Estratto del testo:
----------

Stanno emergendo in misura crescente ceppi batterici resistenti agli antibiotici. Il rischio che queste resistenze, continuando ad aumentare, rendano inefficaci gli antibiotici e ci facciano tornare all’era pre-antibiotica, è veramente molto elevato e ciò preoccupa i sistemi sanitari di tutti i Paesi. Gli inglesi hanno affermato che l’antibiotico-resistenza è un pericolo simile al terrorismo. Malattie come la meningite, la tubercolosi, il tifo, le polmoniti e molte altre ancora che attualmente sono curabili con gli antibiotici, potrebbero causare la morte di molti pazienti e ciò rappresenterebbe una grave sconfitta per il mondo medico e per tutta la collettività.

Le cause di questa emergenza possono essere ricondotte a diverse motivazioni, tra cui l’uso inappropriato ed eccessivo degli antibiotici da parte del medico e un cattivo utilizzo da parte dei pazienti che, a volte, lo usano come un farmaco sintomatico. Purtroppo da circa quindici anni non vengono immessi sul mercato nuovi antibiotici, soprattutto per i medici che operano sul territorio, e tutto lascia supporre che per i prossimi cinque, sette anni non ve ne saranno di nuovi.

Quali strategie potrebbero essere messe in atto per limitare il fenomeno delle resistenze?

Le resistenze batteriche agli antibiotici sono distribuite sul territorio in maniera molto disomogenea, quindi sarebbe necessario istituire un Osservatorio delle Resistenze per mappare la situazione e monitorarla. Una volta individuata l’area in cui è presente una certa resistenza, sarebbe sufficiente che i medici limitassero la prescrizione di quel farmaco o di quella classe, per qualche anno. Nel caso delle piodermiti sostenute dallo Streptococcus pyogenes di gruppo A ci sono evidenze in alcune zone del Paese di una elevata resistenza di questo batterio ai macrolidi mentre risulta sempre sensibile «in vitro» alle penicilline e alle cefalosporine. Riguardo alla Staphylococcus aureus, è nota la comparsa di ceppi, soprattutto ospedalieri, resistenti alla meticillina, che risultano insensibili alla stragrande maggioranza degli antibiotici.

Bisogna inoltre tener presente il fenomeno delle resistenze «crociate», ovvero quelle che coinvolgono allo stesso tempo antibiotici dotati di medesimo meccanismo di azione come ad esempio i macroli.

----------

Traduci in inglese questa frase del testo sull'antibiotico-resistenza: «Gli inglesi hanno affermato che l'antibiotico-resistenza è un pericolo simile al terrorismo.»

----------

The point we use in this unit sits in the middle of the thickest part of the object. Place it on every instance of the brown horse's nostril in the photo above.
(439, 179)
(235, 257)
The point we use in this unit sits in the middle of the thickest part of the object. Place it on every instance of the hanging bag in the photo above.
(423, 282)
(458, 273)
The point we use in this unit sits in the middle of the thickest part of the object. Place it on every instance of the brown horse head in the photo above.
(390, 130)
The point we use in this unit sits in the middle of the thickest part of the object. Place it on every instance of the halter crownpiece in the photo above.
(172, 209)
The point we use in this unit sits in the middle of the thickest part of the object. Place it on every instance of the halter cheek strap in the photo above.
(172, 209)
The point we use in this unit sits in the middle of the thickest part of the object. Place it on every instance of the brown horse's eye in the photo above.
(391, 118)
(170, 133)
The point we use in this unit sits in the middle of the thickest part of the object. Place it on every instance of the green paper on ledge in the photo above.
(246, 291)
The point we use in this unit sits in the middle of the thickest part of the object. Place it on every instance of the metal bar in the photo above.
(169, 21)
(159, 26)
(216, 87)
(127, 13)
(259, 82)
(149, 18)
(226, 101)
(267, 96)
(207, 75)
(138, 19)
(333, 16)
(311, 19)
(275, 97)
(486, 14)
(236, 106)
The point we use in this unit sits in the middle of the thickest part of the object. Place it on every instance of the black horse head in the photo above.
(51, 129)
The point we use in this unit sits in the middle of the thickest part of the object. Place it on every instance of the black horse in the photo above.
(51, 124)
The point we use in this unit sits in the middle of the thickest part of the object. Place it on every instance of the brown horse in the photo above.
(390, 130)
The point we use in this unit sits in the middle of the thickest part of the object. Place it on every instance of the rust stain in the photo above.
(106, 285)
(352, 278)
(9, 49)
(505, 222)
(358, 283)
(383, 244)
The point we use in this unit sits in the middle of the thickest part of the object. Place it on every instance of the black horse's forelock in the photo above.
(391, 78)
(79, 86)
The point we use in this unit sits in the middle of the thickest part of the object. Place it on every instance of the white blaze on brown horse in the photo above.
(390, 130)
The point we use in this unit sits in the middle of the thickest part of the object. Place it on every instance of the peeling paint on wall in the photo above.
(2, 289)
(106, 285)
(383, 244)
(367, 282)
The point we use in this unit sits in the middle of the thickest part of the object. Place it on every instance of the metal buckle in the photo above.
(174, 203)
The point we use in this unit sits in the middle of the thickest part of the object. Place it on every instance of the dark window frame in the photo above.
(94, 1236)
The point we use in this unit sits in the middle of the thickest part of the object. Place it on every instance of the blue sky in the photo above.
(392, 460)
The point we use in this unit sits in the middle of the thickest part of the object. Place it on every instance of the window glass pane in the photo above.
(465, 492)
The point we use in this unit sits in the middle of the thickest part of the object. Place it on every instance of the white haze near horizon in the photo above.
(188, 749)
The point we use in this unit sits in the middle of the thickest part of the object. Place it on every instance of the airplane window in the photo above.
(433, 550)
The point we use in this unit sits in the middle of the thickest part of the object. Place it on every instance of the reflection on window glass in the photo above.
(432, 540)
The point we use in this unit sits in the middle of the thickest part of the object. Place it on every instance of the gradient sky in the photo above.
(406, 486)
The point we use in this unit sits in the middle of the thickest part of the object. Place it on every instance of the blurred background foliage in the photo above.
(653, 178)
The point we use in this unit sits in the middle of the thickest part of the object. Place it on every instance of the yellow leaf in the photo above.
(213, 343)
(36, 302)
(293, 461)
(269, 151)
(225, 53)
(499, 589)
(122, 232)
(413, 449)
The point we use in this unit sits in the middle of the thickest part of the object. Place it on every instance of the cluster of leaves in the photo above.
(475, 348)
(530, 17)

----------

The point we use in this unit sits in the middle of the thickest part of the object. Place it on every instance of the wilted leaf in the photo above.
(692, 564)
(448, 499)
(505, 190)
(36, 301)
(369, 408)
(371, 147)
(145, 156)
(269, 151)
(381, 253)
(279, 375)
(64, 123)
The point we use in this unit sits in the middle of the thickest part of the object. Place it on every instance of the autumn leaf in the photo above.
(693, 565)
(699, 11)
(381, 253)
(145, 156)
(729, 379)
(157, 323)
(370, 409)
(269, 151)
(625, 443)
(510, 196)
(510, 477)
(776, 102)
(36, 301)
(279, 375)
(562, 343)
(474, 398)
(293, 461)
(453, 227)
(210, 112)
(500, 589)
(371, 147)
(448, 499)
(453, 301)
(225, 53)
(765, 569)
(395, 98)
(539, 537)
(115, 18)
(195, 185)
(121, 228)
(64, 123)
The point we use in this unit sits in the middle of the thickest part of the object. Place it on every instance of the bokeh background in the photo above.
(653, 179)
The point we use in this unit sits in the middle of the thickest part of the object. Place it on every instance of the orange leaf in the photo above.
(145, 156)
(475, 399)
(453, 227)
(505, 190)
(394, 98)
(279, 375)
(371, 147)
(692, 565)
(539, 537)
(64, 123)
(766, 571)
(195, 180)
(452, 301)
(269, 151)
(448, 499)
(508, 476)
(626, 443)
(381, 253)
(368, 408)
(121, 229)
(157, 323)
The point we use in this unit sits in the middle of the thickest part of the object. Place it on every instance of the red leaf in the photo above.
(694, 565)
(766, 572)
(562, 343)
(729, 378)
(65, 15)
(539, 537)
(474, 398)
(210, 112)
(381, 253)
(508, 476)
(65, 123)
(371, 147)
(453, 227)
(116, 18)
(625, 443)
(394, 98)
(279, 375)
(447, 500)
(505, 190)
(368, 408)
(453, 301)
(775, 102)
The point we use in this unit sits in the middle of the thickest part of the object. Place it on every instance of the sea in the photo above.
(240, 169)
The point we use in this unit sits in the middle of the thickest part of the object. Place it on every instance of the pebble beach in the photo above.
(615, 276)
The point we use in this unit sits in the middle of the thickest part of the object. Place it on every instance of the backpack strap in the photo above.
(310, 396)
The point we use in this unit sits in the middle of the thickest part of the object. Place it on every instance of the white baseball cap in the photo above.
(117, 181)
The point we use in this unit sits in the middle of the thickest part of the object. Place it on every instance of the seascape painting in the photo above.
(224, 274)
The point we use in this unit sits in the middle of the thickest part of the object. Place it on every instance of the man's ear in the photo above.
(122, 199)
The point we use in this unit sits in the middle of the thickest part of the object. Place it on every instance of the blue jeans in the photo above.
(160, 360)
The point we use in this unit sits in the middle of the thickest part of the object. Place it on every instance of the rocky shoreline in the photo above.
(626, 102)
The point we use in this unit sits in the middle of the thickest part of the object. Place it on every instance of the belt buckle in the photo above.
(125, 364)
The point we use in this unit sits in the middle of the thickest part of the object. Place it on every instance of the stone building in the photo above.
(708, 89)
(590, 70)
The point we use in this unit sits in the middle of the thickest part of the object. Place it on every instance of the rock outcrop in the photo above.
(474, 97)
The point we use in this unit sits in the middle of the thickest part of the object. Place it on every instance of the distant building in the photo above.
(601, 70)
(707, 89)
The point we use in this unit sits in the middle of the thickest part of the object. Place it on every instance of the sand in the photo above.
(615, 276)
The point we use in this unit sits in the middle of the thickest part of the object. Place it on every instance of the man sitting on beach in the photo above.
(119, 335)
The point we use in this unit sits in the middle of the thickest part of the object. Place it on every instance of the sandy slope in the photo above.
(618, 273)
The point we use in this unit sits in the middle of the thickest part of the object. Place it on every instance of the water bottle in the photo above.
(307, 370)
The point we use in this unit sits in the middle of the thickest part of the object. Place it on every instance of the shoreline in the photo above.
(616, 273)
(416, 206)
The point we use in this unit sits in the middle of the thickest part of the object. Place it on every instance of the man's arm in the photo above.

----------

Soluzione: The English have stated that antibiotic resistance is a danger similar to terrorism.